───── DATA FOR REVIEW ─────

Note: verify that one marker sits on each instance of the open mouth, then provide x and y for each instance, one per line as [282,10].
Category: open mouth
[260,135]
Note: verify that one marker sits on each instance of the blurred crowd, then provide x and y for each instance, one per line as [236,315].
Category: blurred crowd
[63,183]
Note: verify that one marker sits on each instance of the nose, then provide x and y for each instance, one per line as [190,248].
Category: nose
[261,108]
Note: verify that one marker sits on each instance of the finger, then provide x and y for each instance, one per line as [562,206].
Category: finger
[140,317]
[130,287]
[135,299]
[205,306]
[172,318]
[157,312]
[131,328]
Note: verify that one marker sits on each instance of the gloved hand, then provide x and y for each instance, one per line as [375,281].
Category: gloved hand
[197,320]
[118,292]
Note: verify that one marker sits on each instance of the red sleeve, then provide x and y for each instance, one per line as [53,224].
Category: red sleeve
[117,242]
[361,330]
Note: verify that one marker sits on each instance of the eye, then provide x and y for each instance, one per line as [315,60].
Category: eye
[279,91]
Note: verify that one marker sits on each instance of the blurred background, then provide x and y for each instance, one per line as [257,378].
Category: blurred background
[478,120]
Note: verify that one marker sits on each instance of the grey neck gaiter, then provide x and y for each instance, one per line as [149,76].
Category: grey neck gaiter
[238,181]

─────
───── DATA FOR REVIEW ─────

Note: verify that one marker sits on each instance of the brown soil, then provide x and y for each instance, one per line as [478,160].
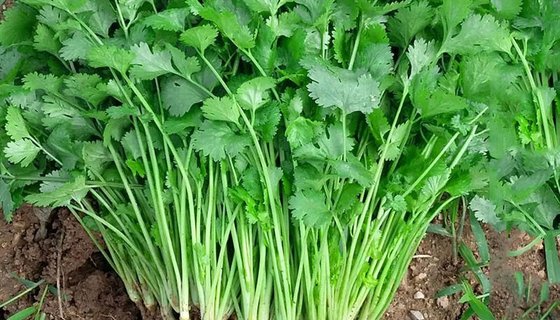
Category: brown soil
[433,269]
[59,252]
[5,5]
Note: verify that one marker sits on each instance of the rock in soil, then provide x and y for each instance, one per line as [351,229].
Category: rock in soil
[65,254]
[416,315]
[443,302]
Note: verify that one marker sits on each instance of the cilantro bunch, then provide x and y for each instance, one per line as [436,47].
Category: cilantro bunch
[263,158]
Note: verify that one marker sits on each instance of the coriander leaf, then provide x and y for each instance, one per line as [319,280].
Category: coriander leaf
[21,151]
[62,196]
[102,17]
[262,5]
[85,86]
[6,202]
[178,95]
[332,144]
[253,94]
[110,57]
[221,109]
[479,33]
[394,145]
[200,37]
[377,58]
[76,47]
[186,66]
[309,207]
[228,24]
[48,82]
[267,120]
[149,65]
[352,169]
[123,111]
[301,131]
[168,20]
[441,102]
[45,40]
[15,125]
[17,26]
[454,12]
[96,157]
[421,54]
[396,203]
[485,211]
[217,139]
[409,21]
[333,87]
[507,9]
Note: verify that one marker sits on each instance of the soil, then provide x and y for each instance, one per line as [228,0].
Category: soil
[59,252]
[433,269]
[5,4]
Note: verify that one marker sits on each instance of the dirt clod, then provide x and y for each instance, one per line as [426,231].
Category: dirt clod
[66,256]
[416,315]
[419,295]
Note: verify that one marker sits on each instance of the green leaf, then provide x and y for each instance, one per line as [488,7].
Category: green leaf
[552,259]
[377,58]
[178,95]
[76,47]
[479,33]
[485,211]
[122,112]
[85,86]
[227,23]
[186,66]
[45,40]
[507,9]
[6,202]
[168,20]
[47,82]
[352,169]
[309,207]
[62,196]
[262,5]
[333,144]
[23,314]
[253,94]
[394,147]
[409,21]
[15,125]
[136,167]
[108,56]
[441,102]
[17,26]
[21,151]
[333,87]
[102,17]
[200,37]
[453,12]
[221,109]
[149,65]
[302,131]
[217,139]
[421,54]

─────

Copy the lines above exactly. Start with the line containing "line as [282,10].", end with the line containing "line as [257,378].", and include both.

## RESPONSE TO THE TASK
Note: verify that one marker sits on each instance of the open mouth, then provide x and y for each instance, one per line as [282,10].
Category: open mouth
[260,135]
Note: verify that one marker sits on each instance of the blurred crowd, then provide x and y for each instance, one per line as [236,315].
Category: blurred crowd
[63,183]
Note: verify that one marker sits on each instance of the nose, then provide x and y for each instance, one per line as [190,248].
Category: nose
[261,108]
Note: verify that one marker sits on each instance of the finger, then provide x and y for each instance, one per line as [562,206].
Category: finger
[140,317]
[130,287]
[135,299]
[205,306]
[172,318]
[157,312]
[131,328]
Note: verify that one marker sits on each instance of the gloved hand, then provide x and y for each instance, one per line as [375,281].
Category: gloved hand
[197,320]
[118,292]
Note: verify that one marker sits on each instance of the red sleeve, then provide x and y for each instance, one per line as [53,224].
Category: red sleeve
[117,242]
[361,330]
Note: verify that one marker sits on each instance of the eye, then provide x and y for each instance, one per line as [315,60].
Category: eye
[279,91]
Note: verify that one marker sits on each instance of the blurred background, then provide x and y for each instance, one per line as [257,378].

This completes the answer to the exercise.